== Trecho selecionado ==
Carolina Braga
Estado de Minas: 25/07/2014
O policial Jogo de xadrez, com Priscila Fantin, teve mais público em festivais internacionais do que no Brasil |
Quando se observam os números da bilheteria do cinema nacional, as comédias são soberanas. Mas, ao contrário do que pode parecer, mesmo que o grande público sinalize para isso, esse não é o tipo de filme dominante na produção nacional. Num cenário dominado pelo drama, a cada dia cresce a presença de filmes de suspense, policiais, aventuras e até terror. Os dados surpreendem.
Entre janeiro e julho deste ano, conforme dados da Agência Nacional do Cinema (Ancine), estrearam no circuito comercial do país 38 obras de ficção. Destas, 18 são dramas em combinações com romance, suspense, aventura e esporte. A maior bilheteria pertence à comédia S.O.S Mulheres ao mar, de Cris D’Amato, uma das 10 que chegaram ao público no primeiro semestre. A melhor média de público por sala, no entanto, é de Hoje eu quero voltar sozinho, o drama com pitadas de romance e humor, dirigido por Daniel Ribeiro.
Entre os 10 filmes nacionais mais vistos em 2014, seis são comédias, que costumam chegar a um número maior de salas. Os outros quatro são Alemão, de José Eduardo Belmonte, um drama policial sobre a invasão ao Morro do Alemão, no Rio de Janeiro; Getúlio, de João Jardim, drama histórico sobre os últimos dias do ex-presidente Getúlio Vargas; e outros dois dramas com romances entre pessoas do mesmo sexo, Hoje eu quero voltar sozinho e Praia do Futuro.
“Sempre tivemos filmes de suspense ou policiais, mas era uma coisa mais esporádica. Agora, observamos uma tendência maior em apostar em novos gêneros, longas que inclusive flertam com elementos que estão nas cartilhas do thriller, do terror”, observa Fernando Coimbra, diretor de O lobo atrás da porta. O filme, protagonizado por Leandra Leal e Milhen Cortaz, é um dos quatro títulos de suspense que estrearam este semestre.
Coimbra ressalta que quando fala em aposta não se refere propriamente à esfera criativa, mas também a outras peças da cadeia cinematográfica que interferem diretamente no que chega ao público. “Queria fazer o filme (O lobo atrás da porta) assim desde o começo. Acho que está tendo uma aposta maior dos distribuidores ou dos produtores, que até então estavam mais focados na comédia e nas biografias de pessoas famosas, que eram garantia de bilheteria”, acredita. Embora esse cenário esteja se transformando, a mudança é lenta.
===
== Itens fornecidos ==
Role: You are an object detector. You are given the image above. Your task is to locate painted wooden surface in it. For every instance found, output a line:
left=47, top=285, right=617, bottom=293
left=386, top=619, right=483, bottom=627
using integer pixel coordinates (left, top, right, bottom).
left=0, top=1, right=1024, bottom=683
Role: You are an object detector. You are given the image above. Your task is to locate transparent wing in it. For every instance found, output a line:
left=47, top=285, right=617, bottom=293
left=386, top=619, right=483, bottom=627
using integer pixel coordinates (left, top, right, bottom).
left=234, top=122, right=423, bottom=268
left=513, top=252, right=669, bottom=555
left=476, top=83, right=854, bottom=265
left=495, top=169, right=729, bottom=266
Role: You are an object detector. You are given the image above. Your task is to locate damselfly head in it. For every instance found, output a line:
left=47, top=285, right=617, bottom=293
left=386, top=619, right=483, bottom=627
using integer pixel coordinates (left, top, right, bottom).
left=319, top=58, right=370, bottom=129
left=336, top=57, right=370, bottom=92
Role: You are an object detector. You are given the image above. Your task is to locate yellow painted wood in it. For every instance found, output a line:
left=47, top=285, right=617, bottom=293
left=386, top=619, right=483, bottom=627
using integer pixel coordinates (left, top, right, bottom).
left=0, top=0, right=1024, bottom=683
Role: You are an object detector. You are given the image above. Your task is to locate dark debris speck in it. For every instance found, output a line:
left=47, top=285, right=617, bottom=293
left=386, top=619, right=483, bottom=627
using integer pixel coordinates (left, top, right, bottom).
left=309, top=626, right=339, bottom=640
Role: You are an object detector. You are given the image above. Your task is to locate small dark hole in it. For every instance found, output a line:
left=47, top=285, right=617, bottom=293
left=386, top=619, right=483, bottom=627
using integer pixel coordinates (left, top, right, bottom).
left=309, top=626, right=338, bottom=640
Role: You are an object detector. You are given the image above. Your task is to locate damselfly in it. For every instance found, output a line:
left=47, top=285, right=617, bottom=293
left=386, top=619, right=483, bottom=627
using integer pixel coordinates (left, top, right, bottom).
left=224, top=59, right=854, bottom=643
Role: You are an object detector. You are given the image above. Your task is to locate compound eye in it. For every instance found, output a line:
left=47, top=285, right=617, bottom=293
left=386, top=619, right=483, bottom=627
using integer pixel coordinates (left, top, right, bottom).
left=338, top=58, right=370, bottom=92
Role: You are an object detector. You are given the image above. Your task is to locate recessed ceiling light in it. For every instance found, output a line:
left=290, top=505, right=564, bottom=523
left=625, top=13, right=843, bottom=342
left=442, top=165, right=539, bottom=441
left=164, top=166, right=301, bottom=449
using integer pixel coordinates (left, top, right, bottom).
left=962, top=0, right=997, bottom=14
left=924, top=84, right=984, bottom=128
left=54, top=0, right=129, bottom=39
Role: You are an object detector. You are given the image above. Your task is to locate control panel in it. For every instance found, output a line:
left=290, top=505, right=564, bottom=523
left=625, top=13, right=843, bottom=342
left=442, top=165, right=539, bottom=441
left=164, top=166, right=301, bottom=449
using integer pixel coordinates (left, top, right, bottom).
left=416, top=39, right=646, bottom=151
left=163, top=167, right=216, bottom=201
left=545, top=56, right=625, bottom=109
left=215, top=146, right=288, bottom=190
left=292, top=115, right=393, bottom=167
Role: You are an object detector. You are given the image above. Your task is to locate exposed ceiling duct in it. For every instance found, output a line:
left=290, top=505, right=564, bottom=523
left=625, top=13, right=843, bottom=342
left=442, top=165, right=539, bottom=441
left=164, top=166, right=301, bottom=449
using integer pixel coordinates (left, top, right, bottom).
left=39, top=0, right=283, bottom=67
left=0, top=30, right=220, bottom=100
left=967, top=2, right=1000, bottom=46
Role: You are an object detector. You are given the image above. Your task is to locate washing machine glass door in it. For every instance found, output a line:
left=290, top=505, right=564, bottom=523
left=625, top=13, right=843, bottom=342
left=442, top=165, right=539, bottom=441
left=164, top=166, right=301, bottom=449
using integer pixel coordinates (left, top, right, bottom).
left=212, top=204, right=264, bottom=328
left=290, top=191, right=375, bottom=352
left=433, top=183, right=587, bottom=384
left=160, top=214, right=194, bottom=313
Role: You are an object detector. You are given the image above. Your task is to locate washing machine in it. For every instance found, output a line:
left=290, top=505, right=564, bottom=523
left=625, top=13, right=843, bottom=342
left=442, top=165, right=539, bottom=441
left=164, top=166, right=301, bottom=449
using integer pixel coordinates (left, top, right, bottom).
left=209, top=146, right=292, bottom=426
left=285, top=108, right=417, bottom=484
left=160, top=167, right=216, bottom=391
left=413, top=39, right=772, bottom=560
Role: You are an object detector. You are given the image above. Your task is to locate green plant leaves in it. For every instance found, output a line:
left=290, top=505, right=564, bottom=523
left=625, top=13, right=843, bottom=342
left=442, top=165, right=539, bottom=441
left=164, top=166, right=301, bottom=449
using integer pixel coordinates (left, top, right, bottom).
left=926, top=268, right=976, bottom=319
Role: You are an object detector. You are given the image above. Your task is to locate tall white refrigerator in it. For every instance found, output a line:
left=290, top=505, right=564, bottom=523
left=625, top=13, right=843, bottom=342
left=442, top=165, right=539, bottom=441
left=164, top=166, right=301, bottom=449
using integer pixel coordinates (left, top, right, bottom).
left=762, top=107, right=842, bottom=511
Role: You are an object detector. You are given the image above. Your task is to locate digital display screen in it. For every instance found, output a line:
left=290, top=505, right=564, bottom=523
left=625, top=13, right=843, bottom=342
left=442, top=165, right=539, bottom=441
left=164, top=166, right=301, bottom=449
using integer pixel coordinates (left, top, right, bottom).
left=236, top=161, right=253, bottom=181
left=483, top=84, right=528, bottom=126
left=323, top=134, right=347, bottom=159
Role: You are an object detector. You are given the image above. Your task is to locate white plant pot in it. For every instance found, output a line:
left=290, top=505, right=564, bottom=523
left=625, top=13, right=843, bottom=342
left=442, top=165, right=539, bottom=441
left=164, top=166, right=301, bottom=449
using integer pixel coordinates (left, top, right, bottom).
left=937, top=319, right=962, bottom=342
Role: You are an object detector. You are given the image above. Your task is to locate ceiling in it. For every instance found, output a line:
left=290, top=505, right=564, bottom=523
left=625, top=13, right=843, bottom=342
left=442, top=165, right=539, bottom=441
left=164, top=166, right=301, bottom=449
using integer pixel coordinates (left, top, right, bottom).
===
* Tarefas propostas
(1) Liste os quatro filmes que, segundo o trecho, completam a lista dos 10 nacionais mais vistos em 2014 sem serem comédias.
(2) De acordo com o trecho, quantas obras de ficção estrearam no circuito comercial do país entre janeiro e julho?
(3) Reproduza o trecho desde "Entre janeiro e" até "por Daniel Ribeiro.".
Os itens não são necessários para este trabalho.

* Respostas
(1) Alemão, Getúlio, Hoje eu quero voltar sozinho e Praia do Futuro.

(2) 38 obras de ficção.

(3)
Entre janeiro e julho deste ano, conforme dados da Agência Nacional do Cinema (Ancine), estrearam no circuito comercial do país 38 obras de ficção. Destas, 18 são dramas em combinações com romance, suspense, aventura e esporte. A maior bilheteria pertence à comédia S.O.S Mulheres ao mar, de Cris D’Amato, uma das 10 que chegaram ao público no primeiro semestre. A melhor média de público por sala, no entanto, é de Hoje eu quero voltar sozinho, o drama com pitadas de romance e humor, dirigido por Daniel Ribeiro.